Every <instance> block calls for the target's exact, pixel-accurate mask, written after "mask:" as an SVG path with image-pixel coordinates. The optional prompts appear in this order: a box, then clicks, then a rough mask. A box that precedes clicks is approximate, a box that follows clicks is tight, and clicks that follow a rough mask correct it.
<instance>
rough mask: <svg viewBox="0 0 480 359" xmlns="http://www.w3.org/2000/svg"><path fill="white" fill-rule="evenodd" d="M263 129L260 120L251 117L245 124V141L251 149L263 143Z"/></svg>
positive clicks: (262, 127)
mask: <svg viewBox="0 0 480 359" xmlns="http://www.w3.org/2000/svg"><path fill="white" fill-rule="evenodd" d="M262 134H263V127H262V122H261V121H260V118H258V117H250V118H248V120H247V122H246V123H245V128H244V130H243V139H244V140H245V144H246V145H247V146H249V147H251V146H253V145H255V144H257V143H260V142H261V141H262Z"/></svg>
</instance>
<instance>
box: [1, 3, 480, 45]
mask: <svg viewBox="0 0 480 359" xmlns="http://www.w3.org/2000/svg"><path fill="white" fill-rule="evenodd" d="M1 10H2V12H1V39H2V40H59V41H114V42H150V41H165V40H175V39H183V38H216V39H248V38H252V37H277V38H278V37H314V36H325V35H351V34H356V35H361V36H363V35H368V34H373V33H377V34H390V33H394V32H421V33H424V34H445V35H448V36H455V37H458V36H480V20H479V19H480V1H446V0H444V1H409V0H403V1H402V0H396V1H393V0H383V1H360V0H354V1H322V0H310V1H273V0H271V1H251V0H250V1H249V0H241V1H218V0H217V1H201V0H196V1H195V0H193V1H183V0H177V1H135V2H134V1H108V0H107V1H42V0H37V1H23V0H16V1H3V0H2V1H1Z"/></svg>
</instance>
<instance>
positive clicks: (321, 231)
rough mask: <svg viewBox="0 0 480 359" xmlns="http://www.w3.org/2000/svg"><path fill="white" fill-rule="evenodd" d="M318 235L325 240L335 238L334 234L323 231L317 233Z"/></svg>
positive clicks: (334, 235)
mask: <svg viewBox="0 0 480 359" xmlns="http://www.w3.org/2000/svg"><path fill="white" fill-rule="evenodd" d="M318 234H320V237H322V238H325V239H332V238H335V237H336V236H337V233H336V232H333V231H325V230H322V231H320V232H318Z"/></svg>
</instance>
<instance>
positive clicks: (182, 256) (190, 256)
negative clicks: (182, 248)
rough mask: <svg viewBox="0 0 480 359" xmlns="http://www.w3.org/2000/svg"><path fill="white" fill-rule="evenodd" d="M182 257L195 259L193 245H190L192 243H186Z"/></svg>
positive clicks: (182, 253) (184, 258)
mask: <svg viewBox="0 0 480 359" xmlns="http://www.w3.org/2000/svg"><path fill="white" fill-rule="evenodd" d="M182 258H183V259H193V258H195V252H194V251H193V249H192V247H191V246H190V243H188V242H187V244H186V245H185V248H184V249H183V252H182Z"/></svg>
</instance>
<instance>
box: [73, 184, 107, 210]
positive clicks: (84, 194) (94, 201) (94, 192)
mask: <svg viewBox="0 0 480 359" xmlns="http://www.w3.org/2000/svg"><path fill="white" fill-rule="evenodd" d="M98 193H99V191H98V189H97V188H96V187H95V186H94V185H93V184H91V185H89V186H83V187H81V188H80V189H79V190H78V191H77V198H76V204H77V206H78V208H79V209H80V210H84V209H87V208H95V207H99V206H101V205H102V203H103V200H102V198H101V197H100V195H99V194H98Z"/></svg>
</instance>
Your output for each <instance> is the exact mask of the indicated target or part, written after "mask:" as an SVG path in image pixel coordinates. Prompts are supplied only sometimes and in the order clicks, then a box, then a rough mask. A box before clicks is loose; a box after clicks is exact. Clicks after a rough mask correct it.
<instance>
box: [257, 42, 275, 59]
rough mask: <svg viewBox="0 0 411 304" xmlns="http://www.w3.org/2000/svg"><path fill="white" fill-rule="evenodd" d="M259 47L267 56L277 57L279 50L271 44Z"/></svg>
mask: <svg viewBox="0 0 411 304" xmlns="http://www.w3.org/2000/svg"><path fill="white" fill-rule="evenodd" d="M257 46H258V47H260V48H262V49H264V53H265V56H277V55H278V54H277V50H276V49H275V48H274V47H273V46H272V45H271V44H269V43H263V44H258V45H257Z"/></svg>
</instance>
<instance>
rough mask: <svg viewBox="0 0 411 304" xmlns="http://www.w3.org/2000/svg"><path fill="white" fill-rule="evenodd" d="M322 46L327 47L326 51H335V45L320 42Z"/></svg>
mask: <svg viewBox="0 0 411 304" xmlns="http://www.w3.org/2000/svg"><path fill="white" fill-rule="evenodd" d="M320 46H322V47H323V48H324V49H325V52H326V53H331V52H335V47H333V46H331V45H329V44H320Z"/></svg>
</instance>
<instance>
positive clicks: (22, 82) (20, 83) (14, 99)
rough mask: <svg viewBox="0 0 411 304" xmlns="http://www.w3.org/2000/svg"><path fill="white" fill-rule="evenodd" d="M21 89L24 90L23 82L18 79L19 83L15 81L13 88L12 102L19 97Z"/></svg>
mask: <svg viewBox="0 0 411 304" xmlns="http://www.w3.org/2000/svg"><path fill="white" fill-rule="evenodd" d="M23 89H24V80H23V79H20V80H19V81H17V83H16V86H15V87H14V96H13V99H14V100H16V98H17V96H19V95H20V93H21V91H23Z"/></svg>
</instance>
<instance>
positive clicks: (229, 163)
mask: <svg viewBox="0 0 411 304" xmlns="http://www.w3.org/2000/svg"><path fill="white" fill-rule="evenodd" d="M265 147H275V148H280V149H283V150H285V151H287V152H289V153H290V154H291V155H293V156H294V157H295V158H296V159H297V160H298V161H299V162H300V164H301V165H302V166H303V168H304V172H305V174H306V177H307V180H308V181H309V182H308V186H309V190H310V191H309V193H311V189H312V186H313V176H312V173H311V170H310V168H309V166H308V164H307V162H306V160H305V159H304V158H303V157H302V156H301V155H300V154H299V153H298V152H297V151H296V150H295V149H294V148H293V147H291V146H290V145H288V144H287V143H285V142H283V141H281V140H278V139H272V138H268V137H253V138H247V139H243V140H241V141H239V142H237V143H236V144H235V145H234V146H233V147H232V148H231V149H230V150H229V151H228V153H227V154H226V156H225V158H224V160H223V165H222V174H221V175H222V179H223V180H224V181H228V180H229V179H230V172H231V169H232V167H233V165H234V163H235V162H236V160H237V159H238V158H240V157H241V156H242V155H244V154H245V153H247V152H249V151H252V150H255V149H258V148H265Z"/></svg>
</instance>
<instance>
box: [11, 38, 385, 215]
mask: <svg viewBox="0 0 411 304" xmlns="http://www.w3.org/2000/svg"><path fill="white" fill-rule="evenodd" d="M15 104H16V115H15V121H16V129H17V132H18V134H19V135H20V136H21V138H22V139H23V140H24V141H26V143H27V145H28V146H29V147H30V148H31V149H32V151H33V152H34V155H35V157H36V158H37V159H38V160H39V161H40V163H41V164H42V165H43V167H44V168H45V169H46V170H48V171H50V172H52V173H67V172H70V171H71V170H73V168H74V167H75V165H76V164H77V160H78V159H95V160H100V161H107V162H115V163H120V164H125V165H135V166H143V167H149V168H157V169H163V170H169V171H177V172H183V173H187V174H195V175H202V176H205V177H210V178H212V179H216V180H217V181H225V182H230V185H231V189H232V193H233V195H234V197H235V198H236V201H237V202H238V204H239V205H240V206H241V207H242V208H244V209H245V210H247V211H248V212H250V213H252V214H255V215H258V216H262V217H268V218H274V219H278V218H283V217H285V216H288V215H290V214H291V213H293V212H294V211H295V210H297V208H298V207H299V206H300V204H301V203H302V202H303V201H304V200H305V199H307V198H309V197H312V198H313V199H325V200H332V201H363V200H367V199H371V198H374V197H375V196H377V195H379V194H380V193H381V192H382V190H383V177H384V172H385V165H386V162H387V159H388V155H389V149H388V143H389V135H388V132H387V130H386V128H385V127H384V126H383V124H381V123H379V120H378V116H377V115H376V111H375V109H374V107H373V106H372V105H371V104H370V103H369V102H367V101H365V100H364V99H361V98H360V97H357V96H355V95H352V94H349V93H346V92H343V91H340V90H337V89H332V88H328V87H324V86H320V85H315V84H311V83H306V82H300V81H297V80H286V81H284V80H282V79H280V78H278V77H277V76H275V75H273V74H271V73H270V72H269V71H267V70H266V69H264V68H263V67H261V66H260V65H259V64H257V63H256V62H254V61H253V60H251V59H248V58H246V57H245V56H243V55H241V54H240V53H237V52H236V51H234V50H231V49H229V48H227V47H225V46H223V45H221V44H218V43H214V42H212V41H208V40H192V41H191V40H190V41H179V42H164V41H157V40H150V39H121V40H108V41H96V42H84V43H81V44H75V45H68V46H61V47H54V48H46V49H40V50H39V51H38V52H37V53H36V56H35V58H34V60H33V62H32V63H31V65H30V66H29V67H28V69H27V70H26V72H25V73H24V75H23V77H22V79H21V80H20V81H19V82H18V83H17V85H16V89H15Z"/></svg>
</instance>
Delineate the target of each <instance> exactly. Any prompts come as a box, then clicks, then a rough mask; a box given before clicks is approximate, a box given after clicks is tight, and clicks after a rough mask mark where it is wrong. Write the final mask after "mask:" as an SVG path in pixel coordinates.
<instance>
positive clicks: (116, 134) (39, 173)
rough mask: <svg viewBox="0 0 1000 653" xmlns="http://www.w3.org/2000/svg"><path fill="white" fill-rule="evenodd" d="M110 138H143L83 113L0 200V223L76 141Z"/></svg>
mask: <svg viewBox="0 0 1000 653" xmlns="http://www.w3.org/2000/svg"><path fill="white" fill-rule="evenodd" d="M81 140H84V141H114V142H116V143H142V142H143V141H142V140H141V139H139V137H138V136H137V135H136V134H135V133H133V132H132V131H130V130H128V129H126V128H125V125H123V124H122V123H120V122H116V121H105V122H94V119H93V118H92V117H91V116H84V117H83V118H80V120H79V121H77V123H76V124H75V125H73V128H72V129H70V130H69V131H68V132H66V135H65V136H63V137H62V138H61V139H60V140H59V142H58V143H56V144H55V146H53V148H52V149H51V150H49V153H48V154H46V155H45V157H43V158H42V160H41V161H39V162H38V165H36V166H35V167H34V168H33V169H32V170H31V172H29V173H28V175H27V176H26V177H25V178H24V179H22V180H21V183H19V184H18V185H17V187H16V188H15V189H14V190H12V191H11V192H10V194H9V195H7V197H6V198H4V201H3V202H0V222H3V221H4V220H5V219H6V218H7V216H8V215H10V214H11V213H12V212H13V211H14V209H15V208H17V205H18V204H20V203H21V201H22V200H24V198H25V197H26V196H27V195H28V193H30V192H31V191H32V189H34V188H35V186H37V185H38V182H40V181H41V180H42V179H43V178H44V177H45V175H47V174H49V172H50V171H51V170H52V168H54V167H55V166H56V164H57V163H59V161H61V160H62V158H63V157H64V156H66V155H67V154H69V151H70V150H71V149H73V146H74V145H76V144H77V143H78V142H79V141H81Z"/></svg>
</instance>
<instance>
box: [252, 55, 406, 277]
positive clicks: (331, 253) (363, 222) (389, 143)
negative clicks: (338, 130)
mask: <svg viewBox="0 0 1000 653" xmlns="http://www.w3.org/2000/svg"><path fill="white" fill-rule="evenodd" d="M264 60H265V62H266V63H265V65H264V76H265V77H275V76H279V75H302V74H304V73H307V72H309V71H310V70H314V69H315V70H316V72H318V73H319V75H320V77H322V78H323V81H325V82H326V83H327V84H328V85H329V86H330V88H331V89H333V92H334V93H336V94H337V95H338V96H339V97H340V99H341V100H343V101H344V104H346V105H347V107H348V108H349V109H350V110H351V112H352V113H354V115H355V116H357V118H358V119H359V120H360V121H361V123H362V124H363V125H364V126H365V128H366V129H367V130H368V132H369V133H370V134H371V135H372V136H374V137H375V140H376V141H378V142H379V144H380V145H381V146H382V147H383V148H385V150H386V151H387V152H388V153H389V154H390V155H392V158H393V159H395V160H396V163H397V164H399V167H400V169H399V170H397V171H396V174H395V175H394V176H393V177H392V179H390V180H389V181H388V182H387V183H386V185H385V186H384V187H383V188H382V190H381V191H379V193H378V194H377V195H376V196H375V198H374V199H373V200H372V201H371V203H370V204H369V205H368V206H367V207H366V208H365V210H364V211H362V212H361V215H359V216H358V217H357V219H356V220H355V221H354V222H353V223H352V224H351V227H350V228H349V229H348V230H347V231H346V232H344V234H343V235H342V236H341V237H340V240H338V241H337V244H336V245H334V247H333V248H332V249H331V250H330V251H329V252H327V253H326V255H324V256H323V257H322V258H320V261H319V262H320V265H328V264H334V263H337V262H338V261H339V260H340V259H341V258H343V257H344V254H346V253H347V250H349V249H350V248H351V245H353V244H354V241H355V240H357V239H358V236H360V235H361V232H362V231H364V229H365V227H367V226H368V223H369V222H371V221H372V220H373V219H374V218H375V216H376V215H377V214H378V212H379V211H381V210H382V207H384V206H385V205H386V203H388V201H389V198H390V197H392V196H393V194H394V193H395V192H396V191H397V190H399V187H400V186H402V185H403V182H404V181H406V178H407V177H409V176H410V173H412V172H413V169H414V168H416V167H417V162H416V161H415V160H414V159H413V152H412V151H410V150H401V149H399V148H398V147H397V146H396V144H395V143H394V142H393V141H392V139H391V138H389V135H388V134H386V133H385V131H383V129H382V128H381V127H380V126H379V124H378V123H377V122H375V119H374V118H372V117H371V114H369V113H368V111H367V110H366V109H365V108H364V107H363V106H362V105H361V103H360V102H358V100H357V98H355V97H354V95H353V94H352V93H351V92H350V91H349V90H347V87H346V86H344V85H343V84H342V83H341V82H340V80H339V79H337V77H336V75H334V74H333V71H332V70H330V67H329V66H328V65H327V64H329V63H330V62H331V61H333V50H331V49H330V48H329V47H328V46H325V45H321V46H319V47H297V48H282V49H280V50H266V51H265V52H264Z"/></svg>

Task statement » Wherever the line holding "positive clicks: (262, 127)" falls in the entries above, copy exactly from it through the line holding "negative clicks: (182, 248)", inclusive, and add nothing.

Answer to the exercise »
positive clicks: (262, 127)
mask: <svg viewBox="0 0 480 359" xmlns="http://www.w3.org/2000/svg"><path fill="white" fill-rule="evenodd" d="M262 134H263V127H262V122H261V121H260V118H258V117H250V118H248V120H247V122H246V123H245V128H244V130H243V139H244V140H245V144H246V145H247V146H249V147H251V146H253V145H255V144H257V143H260V142H261V141H262Z"/></svg>
</instance>
<instance>
box: [1, 3, 480, 45]
mask: <svg viewBox="0 0 480 359" xmlns="http://www.w3.org/2000/svg"><path fill="white" fill-rule="evenodd" d="M1 10H2V12H1V39H2V40H59V41H114V42H150V41H165V40H175V39H183V38H216V39H248V38H252V37H277V38H278V37H314V36H325V35H351V34H356V35H361V36H363V35H368V34H373V33H377V34H390V33H394V32H421V33H424V34H445V35H448V36H455V37H458V36H480V20H479V19H480V1H446V0H444V1H409V0H403V1H402V0H396V1H393V0H383V1H360V0H354V1H322V0H310V1H273V0H271V1H251V0H250V1H249V0H241V1H218V0H217V1H201V0H196V1H195V0H193V1H183V0H177V1H135V2H134V1H108V0H107V1H42V0H37V1H23V0H16V1H3V0H2V1H1Z"/></svg>
</instance>
<instance>
positive clicks: (321, 231)
rough mask: <svg viewBox="0 0 480 359" xmlns="http://www.w3.org/2000/svg"><path fill="white" fill-rule="evenodd" d="M318 235L325 240L335 238L334 234L323 231L317 233Z"/></svg>
positive clicks: (334, 235)
mask: <svg viewBox="0 0 480 359" xmlns="http://www.w3.org/2000/svg"><path fill="white" fill-rule="evenodd" d="M318 234H320V237H322V238H325V239H332V238H335V237H336V236H337V233H336V232H333V231H325V230H322V231H320V232H318Z"/></svg>
</instance>
<instance>
positive clicks: (182, 256) (190, 256)
negative clicks: (182, 248)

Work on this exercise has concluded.